I just wrote about morality a bit ago, but then I saw this challenge on FA's site, and I thought, Well, well, well,maybe we are all cosmically connected after all.

Your entry was much better than mine, however. Well said!

Anonymous said...

Excellent points. I noticed this question coming up recently too.

I wonder if you'd agree with me that defining human rights is ultimately an act of social agreement (with input from culture and, hopefully, design principles)? Or do you think a set of objective and well-defined inalienable rights can be reached through reason?

(Or as certain theists might phrase it, are human rights as absolute as 2+2=4?)

Anonymous said...

In answer to B-H,

Rights are a means to achieve some value (perhaps maximization of desire fulfillment). There must be a social agreement on what that value is, but once that is determined, one can use reason with scientifically established facts to derive the set of rights most likely to achieve the desired value for the population.

Ron Hager said...
=-=-=-=-=
● **What to do**
[A] Answer these questions about the comment thread on morality and human rights:
(i) On whose site did the first commenter see the challenge?
(ii) What equation is used to show how certain theists might phrase the question about human rights?
(iii) In the reply to B-H, what are rights called a means to achieve?
[B] Please supply the next part of the comment thread on morality and human rights, beginning after its last line.

Dataset entries:
=-=-=-=-=
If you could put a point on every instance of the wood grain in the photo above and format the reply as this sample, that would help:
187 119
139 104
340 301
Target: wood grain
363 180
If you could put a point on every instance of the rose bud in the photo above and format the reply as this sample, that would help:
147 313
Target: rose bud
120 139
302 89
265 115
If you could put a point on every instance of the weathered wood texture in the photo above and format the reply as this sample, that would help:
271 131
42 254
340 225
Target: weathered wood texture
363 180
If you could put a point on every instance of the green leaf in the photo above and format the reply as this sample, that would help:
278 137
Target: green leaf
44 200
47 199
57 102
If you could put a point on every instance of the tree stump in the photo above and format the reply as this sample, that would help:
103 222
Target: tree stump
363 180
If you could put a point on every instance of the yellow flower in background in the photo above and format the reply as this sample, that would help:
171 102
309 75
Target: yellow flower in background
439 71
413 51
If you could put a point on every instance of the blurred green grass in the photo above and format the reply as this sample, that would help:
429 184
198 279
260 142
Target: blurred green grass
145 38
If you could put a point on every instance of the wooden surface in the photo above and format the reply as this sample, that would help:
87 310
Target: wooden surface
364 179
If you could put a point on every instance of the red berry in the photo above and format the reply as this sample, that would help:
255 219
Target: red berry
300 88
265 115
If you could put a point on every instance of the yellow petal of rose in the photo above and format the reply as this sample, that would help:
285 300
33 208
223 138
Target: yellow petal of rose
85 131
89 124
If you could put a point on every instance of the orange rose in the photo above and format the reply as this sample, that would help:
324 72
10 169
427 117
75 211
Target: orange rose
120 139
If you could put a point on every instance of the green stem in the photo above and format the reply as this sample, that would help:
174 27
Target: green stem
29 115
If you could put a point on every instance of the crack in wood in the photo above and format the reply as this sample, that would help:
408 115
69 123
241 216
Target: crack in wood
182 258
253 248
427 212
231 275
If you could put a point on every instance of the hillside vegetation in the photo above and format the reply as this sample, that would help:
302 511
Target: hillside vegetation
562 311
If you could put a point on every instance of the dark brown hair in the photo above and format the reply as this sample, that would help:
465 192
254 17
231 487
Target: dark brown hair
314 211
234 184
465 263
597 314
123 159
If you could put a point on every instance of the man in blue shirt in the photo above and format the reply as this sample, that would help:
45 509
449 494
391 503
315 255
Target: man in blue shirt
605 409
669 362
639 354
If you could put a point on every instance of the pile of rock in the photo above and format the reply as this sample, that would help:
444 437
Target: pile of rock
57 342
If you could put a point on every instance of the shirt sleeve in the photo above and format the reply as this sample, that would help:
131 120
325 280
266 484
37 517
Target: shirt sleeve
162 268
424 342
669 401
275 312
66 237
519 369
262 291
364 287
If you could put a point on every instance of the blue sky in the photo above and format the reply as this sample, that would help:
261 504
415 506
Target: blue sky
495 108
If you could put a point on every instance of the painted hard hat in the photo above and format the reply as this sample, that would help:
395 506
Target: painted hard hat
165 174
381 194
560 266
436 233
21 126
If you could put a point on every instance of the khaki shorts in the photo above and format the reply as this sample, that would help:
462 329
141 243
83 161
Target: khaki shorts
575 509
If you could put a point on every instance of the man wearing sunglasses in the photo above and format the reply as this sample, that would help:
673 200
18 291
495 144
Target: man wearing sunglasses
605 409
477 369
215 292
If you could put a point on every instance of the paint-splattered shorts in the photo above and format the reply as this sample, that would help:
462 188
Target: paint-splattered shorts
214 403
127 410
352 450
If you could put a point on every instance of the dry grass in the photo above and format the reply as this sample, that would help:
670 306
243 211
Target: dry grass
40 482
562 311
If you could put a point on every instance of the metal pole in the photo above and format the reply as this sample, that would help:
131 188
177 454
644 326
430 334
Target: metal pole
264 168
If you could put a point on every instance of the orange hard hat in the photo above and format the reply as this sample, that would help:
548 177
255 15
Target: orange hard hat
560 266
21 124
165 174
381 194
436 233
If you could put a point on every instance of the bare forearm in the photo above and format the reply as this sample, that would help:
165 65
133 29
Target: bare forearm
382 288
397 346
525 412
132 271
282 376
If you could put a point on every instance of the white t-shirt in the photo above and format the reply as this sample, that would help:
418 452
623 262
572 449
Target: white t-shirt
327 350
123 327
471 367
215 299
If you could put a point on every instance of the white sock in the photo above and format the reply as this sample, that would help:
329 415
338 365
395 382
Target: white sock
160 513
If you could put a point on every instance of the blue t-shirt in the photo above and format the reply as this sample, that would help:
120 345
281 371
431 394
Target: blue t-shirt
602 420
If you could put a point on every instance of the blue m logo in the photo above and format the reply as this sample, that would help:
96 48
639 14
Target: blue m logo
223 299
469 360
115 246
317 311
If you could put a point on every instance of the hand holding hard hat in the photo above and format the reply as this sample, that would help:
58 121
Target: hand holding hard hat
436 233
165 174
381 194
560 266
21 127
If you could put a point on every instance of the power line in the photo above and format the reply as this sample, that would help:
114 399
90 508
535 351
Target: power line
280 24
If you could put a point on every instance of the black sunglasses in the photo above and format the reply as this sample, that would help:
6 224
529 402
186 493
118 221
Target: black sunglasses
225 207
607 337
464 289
=-=-=-=-=
● **Answers by item**
[A]
(i) FA's site.
(ii) 2+2=4.
(iii) Some value, perhaps maximization of desire fulfillment.

[B]
Faith in politics is the problem not the solution. Politics like charity will work better without any hint of faith or religion or lack thereof.

Recently some blogs, notably Uncertain Principles, and mine, have been listing and discussing charities that are non-religious. For those of us that would rather give to a charity that does not pray, preach, evangelize, proselytize and etc. I have collected a short list of those that seem to be most popular and successful.

Someone, please show me how these charities do not reflect the highest moral qualities of Homo Sapiens Sapiens. Clearly you can not do that with lying through your teeth.

It is a shame that with faith, politics has never come anywhere close to the moral qualities of these charities.

Alternative Gifts International
Amnesty International
Bill & Melinda Gates Foundation
Doctors Without Borders
Freedom from Hunger
FINCA International
Heifer International
International Aids Vaccine Initiative
Kiva - Loans that change lives
Mercy Corps
Oxfam International
Partners In Health (PIH), Health Care for the Poor
PATH A catalyst for global health
Pathfinder International Changing Lives, Saving Lives
Planned Parenthood Federation of America, Inc.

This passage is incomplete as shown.